> **TO DO**
1. Reproduce the news digest from "Wendy Kaminer at" to "join the Scouts.", changing "Scouts" to "Pathfinders".
2. Carry the news digest forward from its last line.

> **EXCERPT PROVIDED**

Start of Block

The Morning Heresy is your daily digest of news and links relevant to the secular and skeptic communities.
Wendy Kaminer at The Atlantic on the prospects of atheist would-be Boy Scouts:
Atheists who want to join associations that disdain them have to change the culture, not the law. Like gays and lesbians, they have to challenge popular notions of sin and immorality. And they have to sever the connection between godliness and patriotism, especially if they want to join the Scouts.
Our own Tom Flynn relishes in his predictive triumph: It’s been good for atheists to out themselves over the past decade or so, so says science.
Get you date-savin’ on, folks. CFI is holding TWO Student Leadership Conferences this year, April at CFI-LA, and July at CFI’s Evil Global HQ in Amherst. Dig it all here.
In New York, there emerges a phenomenon of hardliner orthodox Jews forming roaming bands going around objecting to things they find indecent:
“They operate like the Mafia,” said Rabbi Allan Nadler, director of the Jewish studies program at Drew University in Madison, N.J. . . . “They walk into a store and say it would be a shame if your window was broken or you lost your clientele,” he said. “They might tell the father of a girl who wears a skirt that’s too short and he’s, say, a store owner: ‘If you ever want to sell a pair of shoes, speak to your daughter.’ ”

End of Block

> **SUPPLIED MATERIAL**
Start of Block

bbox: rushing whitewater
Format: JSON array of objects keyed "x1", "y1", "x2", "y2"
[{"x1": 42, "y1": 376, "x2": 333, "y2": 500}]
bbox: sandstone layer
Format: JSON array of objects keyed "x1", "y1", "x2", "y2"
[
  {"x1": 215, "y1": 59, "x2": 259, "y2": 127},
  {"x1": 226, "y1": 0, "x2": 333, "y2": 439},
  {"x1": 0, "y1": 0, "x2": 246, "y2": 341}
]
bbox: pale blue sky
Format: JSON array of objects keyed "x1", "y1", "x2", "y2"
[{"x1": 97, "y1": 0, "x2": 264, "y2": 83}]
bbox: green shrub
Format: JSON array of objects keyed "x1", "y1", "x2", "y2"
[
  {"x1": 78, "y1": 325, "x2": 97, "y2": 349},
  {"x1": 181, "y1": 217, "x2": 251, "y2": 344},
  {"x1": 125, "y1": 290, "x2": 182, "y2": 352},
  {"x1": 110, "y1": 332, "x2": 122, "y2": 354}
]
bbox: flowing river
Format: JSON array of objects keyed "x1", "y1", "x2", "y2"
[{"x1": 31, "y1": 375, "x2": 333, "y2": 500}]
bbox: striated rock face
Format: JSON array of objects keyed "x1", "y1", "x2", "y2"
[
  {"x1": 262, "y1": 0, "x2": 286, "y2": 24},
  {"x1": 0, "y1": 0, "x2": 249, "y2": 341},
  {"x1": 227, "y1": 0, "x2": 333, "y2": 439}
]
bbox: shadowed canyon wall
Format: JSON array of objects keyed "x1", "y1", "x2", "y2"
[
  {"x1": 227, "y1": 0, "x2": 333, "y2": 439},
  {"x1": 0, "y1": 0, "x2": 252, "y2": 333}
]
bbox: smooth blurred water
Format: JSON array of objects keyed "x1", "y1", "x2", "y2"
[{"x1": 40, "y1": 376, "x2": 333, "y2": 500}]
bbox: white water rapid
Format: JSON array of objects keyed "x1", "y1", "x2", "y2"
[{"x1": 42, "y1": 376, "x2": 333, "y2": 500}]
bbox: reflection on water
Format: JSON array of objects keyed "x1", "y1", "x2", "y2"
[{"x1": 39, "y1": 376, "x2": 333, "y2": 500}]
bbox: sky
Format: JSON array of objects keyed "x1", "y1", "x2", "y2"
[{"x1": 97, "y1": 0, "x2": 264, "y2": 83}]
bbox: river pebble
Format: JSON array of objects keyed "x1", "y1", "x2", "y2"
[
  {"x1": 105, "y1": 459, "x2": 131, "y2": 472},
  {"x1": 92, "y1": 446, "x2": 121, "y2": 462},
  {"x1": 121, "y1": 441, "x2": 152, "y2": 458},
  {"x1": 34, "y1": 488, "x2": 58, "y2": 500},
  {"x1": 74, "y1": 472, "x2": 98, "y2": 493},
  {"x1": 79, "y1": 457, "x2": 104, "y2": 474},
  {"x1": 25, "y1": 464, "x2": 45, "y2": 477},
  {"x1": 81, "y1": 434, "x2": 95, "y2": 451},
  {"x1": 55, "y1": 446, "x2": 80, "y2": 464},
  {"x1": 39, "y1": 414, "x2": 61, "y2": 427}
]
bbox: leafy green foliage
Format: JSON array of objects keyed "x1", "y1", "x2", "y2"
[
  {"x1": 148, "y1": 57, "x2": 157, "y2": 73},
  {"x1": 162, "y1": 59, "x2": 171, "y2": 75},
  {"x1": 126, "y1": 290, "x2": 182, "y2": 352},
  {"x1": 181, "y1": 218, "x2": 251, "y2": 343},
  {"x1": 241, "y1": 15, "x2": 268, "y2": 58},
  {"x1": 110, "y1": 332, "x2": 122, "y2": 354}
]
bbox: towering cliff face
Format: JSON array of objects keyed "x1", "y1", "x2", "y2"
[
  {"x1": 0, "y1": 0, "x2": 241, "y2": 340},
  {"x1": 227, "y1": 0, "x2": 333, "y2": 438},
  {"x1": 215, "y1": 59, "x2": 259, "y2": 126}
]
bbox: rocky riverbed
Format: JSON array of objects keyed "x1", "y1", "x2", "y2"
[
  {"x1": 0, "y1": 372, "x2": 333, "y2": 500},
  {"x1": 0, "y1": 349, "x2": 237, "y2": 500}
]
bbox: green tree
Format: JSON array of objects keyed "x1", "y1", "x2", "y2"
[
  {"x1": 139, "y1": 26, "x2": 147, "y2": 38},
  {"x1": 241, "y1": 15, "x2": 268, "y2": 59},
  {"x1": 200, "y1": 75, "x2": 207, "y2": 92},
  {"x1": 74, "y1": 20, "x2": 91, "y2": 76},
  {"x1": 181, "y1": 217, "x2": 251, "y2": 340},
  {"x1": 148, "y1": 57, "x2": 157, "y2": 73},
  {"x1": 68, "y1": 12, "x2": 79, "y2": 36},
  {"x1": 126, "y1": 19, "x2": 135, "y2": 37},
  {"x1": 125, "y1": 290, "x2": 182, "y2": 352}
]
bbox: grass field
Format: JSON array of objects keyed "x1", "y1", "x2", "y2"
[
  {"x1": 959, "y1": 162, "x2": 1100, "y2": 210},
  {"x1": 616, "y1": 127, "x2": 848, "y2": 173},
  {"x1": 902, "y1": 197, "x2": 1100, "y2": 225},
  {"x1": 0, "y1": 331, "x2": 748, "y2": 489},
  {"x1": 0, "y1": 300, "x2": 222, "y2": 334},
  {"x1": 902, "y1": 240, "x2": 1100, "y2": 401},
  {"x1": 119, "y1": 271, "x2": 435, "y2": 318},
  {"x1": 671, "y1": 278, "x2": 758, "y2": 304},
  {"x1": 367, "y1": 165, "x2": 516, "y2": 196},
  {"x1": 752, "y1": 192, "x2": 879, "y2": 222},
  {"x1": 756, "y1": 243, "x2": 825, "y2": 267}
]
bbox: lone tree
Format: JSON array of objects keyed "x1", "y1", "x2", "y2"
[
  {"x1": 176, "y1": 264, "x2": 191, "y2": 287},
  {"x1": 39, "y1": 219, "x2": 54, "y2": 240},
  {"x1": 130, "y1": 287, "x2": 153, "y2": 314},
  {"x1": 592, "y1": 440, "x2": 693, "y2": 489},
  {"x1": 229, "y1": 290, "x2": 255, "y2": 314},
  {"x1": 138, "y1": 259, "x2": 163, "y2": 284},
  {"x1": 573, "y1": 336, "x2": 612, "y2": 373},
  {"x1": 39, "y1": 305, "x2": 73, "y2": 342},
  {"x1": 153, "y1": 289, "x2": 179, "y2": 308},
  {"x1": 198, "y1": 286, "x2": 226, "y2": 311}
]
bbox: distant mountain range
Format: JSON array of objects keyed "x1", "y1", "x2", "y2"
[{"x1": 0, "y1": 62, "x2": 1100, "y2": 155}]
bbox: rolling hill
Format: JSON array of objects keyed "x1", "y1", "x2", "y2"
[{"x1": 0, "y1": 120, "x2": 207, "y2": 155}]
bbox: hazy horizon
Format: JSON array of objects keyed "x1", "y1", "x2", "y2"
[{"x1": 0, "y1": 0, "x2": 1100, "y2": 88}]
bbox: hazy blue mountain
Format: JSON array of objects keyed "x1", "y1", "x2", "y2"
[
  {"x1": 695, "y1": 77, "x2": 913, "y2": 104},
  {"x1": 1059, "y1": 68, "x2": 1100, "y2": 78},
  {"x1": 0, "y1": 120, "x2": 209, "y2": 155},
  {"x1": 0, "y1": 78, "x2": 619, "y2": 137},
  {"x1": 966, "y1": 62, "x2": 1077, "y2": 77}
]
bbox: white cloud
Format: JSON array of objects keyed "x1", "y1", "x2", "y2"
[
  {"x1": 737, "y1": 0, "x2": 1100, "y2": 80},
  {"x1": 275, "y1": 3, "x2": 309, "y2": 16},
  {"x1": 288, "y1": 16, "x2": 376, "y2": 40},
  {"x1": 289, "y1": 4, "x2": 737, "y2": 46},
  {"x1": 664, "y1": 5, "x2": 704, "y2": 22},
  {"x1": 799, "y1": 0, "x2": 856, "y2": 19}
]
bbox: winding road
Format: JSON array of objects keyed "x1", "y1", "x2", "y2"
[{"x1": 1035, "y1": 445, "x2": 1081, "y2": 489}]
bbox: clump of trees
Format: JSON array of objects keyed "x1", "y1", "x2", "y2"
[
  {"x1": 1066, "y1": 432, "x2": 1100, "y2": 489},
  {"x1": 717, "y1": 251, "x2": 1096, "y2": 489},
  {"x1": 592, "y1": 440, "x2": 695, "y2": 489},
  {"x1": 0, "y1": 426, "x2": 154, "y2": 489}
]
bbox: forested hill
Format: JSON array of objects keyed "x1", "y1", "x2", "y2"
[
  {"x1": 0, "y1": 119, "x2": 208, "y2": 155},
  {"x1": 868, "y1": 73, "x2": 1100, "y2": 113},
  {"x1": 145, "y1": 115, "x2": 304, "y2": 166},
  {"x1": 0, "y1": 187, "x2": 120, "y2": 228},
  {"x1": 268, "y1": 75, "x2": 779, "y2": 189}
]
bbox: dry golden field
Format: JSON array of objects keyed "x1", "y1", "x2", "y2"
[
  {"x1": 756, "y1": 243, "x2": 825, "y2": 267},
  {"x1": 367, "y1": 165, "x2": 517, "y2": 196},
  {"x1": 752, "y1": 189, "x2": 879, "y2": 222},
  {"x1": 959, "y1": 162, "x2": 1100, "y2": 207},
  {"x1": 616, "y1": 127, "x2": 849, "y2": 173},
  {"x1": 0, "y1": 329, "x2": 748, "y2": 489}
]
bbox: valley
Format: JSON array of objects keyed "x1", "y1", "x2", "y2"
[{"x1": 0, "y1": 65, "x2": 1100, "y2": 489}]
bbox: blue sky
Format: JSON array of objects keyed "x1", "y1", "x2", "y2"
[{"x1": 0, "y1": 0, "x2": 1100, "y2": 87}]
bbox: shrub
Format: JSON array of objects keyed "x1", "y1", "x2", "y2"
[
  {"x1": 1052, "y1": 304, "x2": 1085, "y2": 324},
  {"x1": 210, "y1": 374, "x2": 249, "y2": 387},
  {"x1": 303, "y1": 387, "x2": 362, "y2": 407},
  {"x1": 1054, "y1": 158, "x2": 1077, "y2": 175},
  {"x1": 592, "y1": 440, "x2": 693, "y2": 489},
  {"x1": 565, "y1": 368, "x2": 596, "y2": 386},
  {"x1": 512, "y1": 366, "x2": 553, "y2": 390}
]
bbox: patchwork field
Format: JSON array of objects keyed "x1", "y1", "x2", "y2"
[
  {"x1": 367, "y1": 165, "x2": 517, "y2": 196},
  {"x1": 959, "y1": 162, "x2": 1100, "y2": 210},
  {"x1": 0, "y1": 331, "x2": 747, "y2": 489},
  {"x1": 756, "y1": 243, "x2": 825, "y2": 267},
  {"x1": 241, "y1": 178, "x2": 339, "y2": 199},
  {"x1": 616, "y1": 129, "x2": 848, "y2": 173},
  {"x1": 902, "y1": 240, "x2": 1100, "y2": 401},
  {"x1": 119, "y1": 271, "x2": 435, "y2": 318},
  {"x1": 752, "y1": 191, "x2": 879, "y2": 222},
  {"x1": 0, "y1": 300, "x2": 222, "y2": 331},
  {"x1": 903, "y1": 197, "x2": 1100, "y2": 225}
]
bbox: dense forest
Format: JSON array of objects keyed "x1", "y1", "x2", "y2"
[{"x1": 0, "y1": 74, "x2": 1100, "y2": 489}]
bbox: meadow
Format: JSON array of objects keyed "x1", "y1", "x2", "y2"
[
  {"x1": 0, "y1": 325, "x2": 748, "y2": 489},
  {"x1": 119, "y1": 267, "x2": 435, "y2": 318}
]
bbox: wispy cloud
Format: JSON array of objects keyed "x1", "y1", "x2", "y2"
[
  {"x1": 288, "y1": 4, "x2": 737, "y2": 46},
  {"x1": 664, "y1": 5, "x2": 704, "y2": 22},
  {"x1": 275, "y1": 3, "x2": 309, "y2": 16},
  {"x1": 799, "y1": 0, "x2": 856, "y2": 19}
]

End of Block

> **LIST OF ANSWERS**
1.
Wendy Kaminer at The Atlantic on the prospects of atheist would-be Boy Pathfinders:
Atheists who want to join associations that disdain them have to change the culture, not the law. Like gays and lesbians, they have to challenge popular notions of sin and immorality. And they have to sever the connection between godliness and patriotism, especially if they want to join the Pathfinders.

2.
Leo Igwe writes of the horrors that arise from sincere belief in witchcraft:
They are victims of superstitious beliefs which constitute the basis of the local thought and culture. In many parts of northern Ghana, a child whose mother dies after delivery is often perceived to be an ‘evil child’, a curse to the family or community and an agent of the devil. In a region where many deaths are seen as unnatural, many babies are accused of killing their mothers through witchcraft and magic. And to prevent such an ‘evil child’ from wreaking more havoc, the baby is abandoned or dumped at an anthill to die.
‘Tis confirmed: Susan Jacoby will be back for Women in Secularism 2!
Tomorrow is the last day you can register for CFI-Indiana’s really stellar Civic Day activities!
Dan Barker says no to a men-only religious debate.
Catholic and Reformed churches agree: Baptisms are cross-platform.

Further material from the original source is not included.